**STORED DATA:**

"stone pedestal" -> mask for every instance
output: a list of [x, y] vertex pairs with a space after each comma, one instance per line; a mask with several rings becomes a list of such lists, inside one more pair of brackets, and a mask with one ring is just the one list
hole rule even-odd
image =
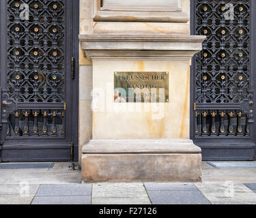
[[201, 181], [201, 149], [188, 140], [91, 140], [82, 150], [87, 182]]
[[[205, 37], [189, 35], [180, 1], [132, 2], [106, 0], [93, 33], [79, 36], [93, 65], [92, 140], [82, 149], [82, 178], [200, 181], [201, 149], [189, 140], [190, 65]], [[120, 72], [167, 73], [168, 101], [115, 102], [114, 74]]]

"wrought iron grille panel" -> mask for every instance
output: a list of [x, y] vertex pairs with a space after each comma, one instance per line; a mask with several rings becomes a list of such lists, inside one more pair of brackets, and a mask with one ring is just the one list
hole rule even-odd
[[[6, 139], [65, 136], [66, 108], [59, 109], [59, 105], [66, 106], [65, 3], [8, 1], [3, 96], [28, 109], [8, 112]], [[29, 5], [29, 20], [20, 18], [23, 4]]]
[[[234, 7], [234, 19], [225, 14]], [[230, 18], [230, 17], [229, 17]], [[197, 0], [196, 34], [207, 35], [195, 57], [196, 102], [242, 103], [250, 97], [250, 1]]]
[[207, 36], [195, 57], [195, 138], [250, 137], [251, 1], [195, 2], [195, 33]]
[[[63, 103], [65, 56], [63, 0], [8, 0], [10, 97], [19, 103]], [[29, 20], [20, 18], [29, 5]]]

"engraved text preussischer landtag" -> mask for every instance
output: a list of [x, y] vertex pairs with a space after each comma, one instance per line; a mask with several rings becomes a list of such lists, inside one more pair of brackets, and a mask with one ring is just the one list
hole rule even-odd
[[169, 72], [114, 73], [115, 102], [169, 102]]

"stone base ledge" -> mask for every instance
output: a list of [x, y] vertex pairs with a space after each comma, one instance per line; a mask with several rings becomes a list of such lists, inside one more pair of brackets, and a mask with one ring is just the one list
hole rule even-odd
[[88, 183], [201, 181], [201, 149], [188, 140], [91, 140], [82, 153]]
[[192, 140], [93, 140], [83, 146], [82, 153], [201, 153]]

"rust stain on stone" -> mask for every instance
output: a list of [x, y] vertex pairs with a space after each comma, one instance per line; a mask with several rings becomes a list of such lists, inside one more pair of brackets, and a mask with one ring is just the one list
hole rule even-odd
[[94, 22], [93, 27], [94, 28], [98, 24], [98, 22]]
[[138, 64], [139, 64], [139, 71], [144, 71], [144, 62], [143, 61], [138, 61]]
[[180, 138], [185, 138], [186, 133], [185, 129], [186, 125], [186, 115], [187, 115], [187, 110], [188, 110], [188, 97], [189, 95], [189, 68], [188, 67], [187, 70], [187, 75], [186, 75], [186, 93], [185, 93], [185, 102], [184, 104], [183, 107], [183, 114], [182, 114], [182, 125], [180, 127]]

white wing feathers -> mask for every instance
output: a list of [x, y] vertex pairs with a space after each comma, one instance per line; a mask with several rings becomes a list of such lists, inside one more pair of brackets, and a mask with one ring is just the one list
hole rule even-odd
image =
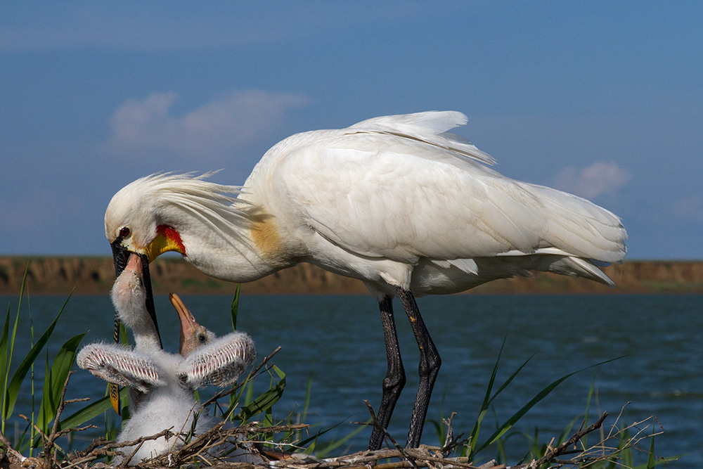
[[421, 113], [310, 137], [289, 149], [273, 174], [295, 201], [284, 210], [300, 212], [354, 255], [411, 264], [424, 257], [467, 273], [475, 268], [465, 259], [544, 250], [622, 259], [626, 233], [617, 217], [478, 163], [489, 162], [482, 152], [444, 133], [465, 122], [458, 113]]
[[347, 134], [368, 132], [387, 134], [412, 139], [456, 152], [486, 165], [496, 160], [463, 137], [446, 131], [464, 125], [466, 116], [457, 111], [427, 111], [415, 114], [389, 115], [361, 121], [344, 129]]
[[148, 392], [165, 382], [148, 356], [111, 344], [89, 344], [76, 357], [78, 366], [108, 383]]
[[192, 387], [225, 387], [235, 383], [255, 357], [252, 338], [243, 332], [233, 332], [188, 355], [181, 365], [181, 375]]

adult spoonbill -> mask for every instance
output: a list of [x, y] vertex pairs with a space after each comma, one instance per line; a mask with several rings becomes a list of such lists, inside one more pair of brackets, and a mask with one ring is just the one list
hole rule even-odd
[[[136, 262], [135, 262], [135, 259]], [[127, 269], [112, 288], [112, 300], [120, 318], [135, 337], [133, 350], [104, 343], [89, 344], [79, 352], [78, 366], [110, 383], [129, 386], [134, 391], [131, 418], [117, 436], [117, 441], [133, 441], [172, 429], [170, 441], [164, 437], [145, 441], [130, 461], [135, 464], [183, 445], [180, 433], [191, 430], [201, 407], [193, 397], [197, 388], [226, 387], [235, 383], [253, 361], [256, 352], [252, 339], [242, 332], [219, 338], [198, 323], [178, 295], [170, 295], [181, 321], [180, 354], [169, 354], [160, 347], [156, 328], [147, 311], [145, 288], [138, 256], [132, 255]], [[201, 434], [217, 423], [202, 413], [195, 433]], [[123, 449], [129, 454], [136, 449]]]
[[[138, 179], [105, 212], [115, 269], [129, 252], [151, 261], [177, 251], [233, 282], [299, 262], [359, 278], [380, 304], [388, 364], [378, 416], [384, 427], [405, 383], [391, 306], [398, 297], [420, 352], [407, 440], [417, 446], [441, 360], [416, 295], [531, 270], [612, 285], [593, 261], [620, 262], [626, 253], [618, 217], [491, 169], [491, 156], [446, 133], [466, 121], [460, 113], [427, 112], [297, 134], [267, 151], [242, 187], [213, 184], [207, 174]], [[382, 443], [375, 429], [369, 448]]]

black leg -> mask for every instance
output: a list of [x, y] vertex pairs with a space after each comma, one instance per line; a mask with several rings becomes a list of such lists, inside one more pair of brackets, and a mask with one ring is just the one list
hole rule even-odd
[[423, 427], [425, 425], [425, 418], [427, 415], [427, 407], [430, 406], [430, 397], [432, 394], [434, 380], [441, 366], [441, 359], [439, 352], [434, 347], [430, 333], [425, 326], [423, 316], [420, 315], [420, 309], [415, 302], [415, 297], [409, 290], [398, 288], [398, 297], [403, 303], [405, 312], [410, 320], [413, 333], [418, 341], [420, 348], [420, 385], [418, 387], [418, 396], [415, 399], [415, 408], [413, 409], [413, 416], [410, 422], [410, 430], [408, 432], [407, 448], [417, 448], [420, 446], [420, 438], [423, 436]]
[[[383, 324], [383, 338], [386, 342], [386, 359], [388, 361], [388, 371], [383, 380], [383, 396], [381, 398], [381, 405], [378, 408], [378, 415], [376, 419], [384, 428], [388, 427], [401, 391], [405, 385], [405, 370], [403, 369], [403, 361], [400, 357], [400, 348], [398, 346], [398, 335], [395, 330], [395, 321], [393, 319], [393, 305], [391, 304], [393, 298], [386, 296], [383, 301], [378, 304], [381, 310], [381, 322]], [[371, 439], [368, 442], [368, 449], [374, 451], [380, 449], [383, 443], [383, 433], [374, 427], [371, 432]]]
...
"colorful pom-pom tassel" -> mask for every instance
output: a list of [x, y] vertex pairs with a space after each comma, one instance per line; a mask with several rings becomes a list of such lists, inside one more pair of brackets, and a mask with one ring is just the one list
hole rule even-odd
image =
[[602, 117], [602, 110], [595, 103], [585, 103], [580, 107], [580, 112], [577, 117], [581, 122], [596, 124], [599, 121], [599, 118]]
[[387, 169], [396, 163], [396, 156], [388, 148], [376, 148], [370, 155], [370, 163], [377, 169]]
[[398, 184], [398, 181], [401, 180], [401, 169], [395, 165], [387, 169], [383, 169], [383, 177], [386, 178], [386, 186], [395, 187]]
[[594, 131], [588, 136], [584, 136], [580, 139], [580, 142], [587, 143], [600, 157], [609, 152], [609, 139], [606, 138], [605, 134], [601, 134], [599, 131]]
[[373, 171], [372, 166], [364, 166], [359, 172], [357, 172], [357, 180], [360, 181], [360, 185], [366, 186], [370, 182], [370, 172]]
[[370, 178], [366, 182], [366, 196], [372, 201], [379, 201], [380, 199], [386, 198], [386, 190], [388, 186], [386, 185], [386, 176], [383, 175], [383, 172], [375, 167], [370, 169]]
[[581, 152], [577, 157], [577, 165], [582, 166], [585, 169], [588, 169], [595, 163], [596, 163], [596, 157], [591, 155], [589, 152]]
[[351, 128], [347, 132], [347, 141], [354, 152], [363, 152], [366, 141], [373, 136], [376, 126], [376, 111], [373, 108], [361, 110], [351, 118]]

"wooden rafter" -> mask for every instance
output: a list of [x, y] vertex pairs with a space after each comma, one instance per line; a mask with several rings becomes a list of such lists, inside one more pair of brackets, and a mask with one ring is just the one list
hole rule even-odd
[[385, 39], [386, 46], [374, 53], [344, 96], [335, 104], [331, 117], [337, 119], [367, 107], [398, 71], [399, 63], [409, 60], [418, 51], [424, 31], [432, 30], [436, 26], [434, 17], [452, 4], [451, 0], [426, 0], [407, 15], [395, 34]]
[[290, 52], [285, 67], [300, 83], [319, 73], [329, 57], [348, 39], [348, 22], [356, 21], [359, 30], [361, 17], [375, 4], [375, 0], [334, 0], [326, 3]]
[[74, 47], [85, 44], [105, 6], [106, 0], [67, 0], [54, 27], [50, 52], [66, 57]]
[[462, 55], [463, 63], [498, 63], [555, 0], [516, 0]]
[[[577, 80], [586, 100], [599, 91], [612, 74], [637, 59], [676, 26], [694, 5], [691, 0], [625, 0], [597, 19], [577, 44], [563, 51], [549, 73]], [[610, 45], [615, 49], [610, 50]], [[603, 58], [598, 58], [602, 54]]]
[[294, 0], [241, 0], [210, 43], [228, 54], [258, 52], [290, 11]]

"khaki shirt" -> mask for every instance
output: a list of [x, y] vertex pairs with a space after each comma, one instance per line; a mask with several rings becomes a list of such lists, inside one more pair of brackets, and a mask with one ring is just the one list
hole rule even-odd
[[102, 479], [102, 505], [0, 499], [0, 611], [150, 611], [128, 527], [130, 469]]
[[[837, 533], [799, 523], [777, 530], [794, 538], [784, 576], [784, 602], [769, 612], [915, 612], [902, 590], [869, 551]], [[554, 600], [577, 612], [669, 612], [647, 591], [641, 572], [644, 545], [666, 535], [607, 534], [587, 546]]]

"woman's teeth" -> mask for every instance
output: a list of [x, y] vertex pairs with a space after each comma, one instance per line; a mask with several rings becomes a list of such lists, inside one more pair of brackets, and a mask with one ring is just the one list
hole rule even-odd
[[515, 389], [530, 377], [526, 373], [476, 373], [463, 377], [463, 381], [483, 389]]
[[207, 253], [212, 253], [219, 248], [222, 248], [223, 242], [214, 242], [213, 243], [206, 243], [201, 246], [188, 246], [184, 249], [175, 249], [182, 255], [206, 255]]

**WHAT TO WORK ON:**
Gather every line of the records that contains the word "stone" and copy those lines out. Case counts.

**FINISHED EXERCISE:**
"stone pedestal" -> mask for every instance
"stone base ledge" -> mask for every instance
"rust stain on stone" -> mask for every instance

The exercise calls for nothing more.